==== Materials provided ====

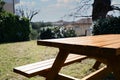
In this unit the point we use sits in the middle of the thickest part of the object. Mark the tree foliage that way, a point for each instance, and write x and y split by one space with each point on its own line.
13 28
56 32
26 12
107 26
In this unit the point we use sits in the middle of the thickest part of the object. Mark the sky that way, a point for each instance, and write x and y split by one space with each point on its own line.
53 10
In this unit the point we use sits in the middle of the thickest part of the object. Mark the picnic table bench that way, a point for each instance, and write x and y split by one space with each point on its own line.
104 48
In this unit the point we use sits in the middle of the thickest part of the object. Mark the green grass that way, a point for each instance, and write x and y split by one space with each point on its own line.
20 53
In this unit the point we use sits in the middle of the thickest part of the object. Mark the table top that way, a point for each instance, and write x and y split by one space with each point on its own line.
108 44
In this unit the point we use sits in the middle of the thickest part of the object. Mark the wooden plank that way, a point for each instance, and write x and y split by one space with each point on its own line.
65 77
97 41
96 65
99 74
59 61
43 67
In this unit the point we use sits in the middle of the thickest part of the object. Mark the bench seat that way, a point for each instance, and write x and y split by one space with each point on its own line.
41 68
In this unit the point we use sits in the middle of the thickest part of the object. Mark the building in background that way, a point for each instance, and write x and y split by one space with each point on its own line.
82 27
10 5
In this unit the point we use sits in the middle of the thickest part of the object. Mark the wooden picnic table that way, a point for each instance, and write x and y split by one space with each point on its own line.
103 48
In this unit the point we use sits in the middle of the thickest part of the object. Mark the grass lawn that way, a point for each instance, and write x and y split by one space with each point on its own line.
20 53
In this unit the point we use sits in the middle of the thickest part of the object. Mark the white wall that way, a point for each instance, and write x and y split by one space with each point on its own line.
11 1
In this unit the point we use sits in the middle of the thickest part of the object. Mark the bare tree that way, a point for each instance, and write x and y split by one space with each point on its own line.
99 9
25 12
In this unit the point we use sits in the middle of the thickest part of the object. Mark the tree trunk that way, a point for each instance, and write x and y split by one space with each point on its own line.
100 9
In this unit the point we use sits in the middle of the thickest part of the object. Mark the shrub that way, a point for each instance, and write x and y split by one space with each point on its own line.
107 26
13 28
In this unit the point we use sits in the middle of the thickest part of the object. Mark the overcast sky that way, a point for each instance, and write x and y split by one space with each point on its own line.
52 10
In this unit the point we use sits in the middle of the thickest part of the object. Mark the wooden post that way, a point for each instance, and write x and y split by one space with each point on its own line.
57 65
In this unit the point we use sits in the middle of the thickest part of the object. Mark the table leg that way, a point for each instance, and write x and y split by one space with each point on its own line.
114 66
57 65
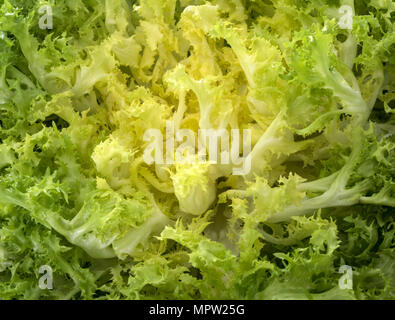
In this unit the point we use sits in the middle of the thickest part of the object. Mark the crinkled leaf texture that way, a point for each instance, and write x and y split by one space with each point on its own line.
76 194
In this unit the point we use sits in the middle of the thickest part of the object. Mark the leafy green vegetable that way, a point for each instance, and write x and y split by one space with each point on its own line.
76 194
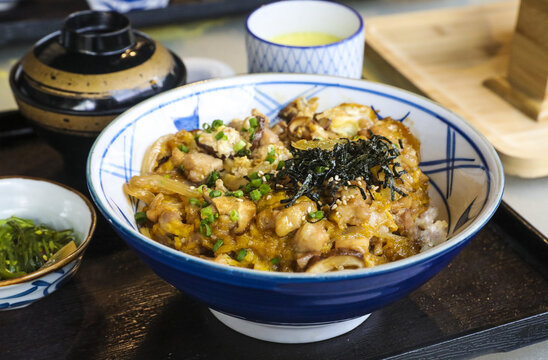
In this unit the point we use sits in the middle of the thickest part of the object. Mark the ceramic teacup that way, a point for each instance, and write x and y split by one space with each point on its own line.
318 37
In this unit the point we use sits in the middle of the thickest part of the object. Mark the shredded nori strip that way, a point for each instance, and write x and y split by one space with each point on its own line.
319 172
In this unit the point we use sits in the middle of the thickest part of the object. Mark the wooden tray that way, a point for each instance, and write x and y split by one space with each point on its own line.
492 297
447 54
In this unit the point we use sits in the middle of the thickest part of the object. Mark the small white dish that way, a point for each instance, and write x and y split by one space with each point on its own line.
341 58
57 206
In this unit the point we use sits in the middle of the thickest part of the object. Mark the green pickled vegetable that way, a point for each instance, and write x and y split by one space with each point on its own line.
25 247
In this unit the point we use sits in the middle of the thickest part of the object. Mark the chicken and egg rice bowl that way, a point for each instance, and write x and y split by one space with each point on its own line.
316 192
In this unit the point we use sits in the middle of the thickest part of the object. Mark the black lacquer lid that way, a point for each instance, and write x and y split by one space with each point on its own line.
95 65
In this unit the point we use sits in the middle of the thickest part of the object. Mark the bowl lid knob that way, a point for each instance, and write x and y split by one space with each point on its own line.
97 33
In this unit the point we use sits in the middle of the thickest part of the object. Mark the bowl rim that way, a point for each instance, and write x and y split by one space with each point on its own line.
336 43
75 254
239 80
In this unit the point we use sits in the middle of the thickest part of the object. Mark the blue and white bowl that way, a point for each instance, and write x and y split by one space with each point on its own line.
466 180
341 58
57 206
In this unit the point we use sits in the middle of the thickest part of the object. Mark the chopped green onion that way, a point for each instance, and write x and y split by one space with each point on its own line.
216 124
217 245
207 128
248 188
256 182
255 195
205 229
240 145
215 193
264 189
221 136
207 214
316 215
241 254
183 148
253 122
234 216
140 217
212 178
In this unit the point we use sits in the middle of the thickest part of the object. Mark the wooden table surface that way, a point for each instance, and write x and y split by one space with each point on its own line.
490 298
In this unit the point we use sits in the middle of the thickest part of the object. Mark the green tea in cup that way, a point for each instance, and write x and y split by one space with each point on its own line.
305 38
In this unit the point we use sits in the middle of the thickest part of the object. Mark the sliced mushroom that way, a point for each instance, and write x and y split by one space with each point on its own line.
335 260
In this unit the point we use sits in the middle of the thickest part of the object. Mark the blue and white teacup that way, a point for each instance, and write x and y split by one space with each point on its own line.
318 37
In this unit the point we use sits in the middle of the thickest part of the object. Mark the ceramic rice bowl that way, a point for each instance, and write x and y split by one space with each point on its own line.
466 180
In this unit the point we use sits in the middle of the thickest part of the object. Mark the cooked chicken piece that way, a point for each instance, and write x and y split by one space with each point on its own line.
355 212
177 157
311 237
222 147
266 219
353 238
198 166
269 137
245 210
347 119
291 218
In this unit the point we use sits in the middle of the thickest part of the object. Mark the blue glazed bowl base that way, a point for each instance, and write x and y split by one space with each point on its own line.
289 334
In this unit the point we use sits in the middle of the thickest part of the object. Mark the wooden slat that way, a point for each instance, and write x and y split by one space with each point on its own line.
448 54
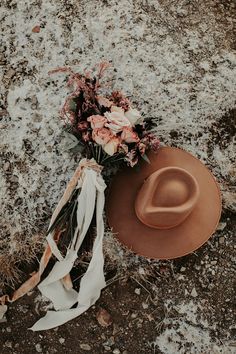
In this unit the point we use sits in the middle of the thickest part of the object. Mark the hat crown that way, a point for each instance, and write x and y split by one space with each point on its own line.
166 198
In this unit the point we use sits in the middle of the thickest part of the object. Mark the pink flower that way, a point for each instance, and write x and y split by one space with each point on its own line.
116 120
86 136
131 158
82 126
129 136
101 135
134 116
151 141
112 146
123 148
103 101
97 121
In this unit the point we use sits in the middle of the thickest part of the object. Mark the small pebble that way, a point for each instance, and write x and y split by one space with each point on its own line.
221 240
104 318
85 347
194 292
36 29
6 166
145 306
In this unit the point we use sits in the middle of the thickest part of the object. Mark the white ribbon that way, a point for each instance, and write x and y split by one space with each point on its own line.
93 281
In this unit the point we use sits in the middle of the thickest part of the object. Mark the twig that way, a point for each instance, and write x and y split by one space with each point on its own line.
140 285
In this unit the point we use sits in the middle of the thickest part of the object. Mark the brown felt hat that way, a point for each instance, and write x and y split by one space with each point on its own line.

====

Exercise requirements: Copy out the data above exactly, except the pictures.

Output below:
In this unit the point we use sits in the middle of the thickest part of the object. Mark the tree foliage that way, a point for each instance, and write x and y split by one space with each point on its own line.
13 28
56 32
26 12
107 26
In this unit the point we use sits in the middle of the thickest part of the object. Mark the sky that way, a point for each instance, and write x and y split by one space with each point on its own line.
53 10
In this unit the point we use sits in the middle of the thickest part of the object. Mark the picnic table bench that way, a point for each instance, and write x and y split by one space with each point on its own line.
104 48
In this unit the point we use sits in the middle of the thickest part of the object. Mark the green grass that way, a point for each instance, and write x and y split by one space with each point on its own line.
20 53
In this unit the point we use sits in the middle of the thickest part of the object. Mark the table top that way, a point for each instance, and write x and y split by one space with each point on its own line.
108 44
In this unit the point we use sits in the middle of the thickest part of the object. Mark the wooden plank that way, a point for each instance, and write x and y split by one space with each point on its own line.
65 77
97 41
96 65
99 74
59 61
43 67
In this unit the point we use sits in the middle of the thickest part of the object. Mark the bench seat that way, a point for each instance, and write x and y split by one space with each point on its own line.
41 68
In this unit the point we use sits in the middle of the thickest part of the object. Mark the building in background that way, a point for each instance, and write x and y split by one space with each point on its own line.
82 27
10 5
In this unit the point we use sits in the middle of the thickest part of the object. Mark the wooden picnic table that way, a point for each instance, and write x and y split by one space with each point on its own line.
103 48
In this unit the point we use sits in the middle of the thickest part of the object. Mark the grass lawn that way, a point for each instance, and write x and y split by one space with each point on its own line.
20 53
In this unit the point we use sits in the middle of the thickest part of the object. Mark the white wall that way, a point for each instance, and write x and y split by one space with each point on its own line.
11 1
In this unit the point we use sits in the middle of the thickest part of the object. Mark the bare tree that way, a point for each instance, and write x and y split by one space with each point on its own line.
99 9
25 12
In this unit the point we use sits in the middle of the thickest part of the object. Mark the tree trunk that way, a point for each instance, and write x and y split by one space with each point on its own line.
100 9
In this unit the point we use sits in the middle of the thickest part of the object. Mark the shrub that way, a point for each instance, and write x and y split by one space with each point on its own line.
107 26
13 28
In this unit the point we use sits in the middle of the thickest part of the object. Mark the overcast sky that way, a point for each instance, and write x and y split by one space with each point on its own line.
52 10
In this unit the point we use sits in the middle of the thickest part of the object. Mark the wooden post that way, a point for each instance, and write x and y split by one space with each point on its own line.
57 65
In this unit the point we use sits in the middle of the thickest part of the object. Mark the table leg that way, a point for each instance, and write x and y split by one space with each point on its own line.
114 66
57 65
In this unit the point we use sits in the middle of the thickest part of the object. Mark the crinkled leaf texture that way, a point for each instance, and write x and y split by one space with each point on its own line.
76 194
In this unit the point we use sits in the middle of the thickest part of the object. Mark the leafy green vegetable that way, a point for each instance, and write x and y split by one space with each point on its own line.
76 194
In this unit the point we use sits in the middle of the thickest part of the object. Mark the ceramic teacup that way, a point for each instance, and write x and y split by one space with each point on its own line.
318 37
In this unit the point we use sits in the middle of the thickest part of the object. Mark the shredded nori strip that way, a point for each instance, and write x and y split by one space with each point on its own line.
319 172
In this unit the point we use sits in the middle of the thickest part of the object. Mark the wooden tray that way, a point for each instance, and write x and y split by one space with each point on its own line.
492 297
447 54
In this unit the point we use sits in the middle of the thickest part of the object. Mark the small white dish that way, a point for each instance, and write x and y split by one space with each point on its own line.
341 58
57 206
In this unit the point we use sits in the middle of the thickest part of the object. Mark the green pickled vegetable that way, a point for each instance, and write x and y split by one space with each point on its own line.
25 247
In this unit the point we use sits in the middle of the thickest part of the object. Mark the chicken and egg rice bowl that way, a point for each instance, and write x and y split by one space with each point on its own line.
316 192
In this unit the point we use sits in the middle of the thickest part of the object. Mark the black lacquer lid that way, a point for each instance, and write x and y split by one space with each point on its own line.
95 65
In this unit the point we use sits in the middle of the thickest part of the object. Mark the bowl lid knob that way, a point for each instance, and write x and y split by one space with each point on its own line.
97 33
In this unit the point we use sits in the middle of the thickest part of the object. Mark the bowl rim that way, a point for each instance, and write x and y split by one space with each point on its own line.
336 43
75 254
239 80
In this unit the point we use sits in the middle of the thickest part of the object. Mark the blue and white bowl that way, a point for each instance, and write x and y split by one space with each point on its own line.
466 180
341 58
57 206
In this unit the point we use sits in the middle of the thickest part of the object. Mark the chopped green onion that way, a point for each instance, and write x and y split by one space with each point on its own line.
216 124
217 245
207 128
248 188
256 182
255 195
205 229
240 145
215 193
264 189
221 136
207 214
316 215
241 254
183 148
253 122
234 216
140 217
212 178
In this unit the point we use sits in the middle of the thickest part of the object. Mark the wooden table surface that way, a point for each instance, and write x and y split by one space with each point on its own line.
490 298
In this unit the point we use sits in the middle of the thickest part of the object. Mark the green tea in cup that way, a point for each instance, and write x and y split by one space with each point on its own line.
305 38
In this unit the point we use sits in the middle of the thickest part of the object. Mark the sliced mushroom that way, a point for each instance, and write x and y split by one space with each point on its own line.
335 260
In this unit the point we use sits in the middle of the thickest part of the object. Mark the blue and white teacup that way, a point for each instance, and write x and y split by one space with each point on its own line.
318 37
In this unit the point we use sits in the middle of the thickest part of the object. Mark the ceramic rice bowl that way, a point for each instance, and write x and y split by one space with each point on its own line.
466 180
In this unit the point we use sits in the middle of the thickest part of the object. Mark the cooked chicken piece that way, a point for each instance, and write x and y split by one space with each point on its own line.
355 212
177 157
311 237
222 147
266 219
353 238
198 166
269 137
245 210
347 119
291 218
In this unit the point we use sits in the middle of the thickest part of the object. Mark the blue glazed bowl base that way, a point for each instance, and write x and y split by one space with each point on its own line.
289 334
In this unit the point we use sits in the middle of the thickest part of the object. Mark the wooden slat that way, a point for each instance, and write x and y split by one space with each point on its own line.
448 54
In this unit the point we use sits in the middle of the thickest part of the object. Mark the hat crown that way, a point for each instance, and write x and y split by one space with each point on its own line.
166 198
In this unit the point we use sits in the middle of the thickest part of the object. Mark the pink flower that way, a point for each instance, and write x and y split by one space with each point on its own line.
116 120
86 136
131 158
82 126
129 136
101 135
134 116
151 141
112 146
123 148
103 101
97 121
In this unit the point we use sits in the middle of the thickest part of the object. Mark the small pebble that way, a point for each instance, and write x and y split by one space with each point on its own line.
221 240
104 318
85 347
194 292
36 29
6 166
145 306
In this unit the point we use sits in the middle of the thickest part of the object. Mark the white ribbon that way, a point for each instance, and write x and y split by one space with each point on its own line.
93 281
In this unit the point we use sits in the middle of the thickest part of the object. Mark the twig that way, a point for each instance, and write x and y split by one space with each point on its own line.
140 285
In this unit the point we use sits in the middle of the thickest part of the object. Mark the brown felt hat that way, a point for each instance, and write x and y split by one space with each point on its own line.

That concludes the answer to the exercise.